## INSTRUCTIONS TO FOLLOW
Looking at the records below, say how many lines contain "walking". Nothing else belongs in the answer.

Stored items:
==================================================
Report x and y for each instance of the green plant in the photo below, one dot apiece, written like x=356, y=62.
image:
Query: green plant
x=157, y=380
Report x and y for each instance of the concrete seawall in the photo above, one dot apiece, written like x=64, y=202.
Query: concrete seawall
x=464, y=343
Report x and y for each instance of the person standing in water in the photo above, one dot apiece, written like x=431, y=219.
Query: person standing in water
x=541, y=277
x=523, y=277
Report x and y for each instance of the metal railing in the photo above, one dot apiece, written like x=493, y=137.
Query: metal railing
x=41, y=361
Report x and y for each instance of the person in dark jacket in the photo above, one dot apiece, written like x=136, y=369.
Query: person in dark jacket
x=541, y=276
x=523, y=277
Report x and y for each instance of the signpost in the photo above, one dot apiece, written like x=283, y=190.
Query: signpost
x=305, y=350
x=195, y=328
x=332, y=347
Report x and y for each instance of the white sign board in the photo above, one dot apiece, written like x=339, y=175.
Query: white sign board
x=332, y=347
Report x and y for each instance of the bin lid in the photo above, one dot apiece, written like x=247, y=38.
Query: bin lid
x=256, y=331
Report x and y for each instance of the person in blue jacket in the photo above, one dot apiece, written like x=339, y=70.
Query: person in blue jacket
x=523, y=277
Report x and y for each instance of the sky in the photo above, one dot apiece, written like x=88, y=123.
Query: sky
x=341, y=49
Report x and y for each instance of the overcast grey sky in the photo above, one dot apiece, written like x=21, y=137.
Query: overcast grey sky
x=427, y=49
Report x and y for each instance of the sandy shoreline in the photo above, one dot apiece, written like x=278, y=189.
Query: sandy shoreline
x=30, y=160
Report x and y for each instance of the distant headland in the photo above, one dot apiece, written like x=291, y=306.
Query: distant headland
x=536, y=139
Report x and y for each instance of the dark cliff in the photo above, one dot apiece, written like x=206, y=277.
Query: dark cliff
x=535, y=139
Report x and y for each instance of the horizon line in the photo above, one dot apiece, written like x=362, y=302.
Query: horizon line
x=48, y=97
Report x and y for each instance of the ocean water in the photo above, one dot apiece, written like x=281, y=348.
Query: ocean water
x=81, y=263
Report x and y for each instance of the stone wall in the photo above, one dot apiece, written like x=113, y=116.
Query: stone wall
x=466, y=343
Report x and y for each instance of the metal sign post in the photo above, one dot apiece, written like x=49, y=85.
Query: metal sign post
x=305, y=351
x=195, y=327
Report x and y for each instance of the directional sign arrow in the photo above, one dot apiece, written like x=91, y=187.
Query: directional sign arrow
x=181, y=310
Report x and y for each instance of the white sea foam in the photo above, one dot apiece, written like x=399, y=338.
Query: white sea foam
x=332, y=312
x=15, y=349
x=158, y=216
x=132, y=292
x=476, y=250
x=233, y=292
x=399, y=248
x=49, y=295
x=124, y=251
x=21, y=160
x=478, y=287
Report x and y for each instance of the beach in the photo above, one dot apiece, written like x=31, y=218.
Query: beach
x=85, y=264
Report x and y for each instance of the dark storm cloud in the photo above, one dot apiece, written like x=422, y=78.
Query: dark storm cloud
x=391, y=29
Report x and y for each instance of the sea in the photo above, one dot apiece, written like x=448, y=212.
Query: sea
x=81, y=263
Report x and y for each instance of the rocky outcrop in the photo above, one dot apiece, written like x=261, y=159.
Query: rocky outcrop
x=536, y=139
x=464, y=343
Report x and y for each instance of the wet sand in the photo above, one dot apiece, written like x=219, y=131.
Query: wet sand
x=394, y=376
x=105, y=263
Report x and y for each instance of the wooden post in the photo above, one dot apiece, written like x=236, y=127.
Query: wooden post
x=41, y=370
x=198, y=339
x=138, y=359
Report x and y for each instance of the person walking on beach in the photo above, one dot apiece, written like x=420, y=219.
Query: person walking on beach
==================================================
## OUTPUT OF THE TASK
2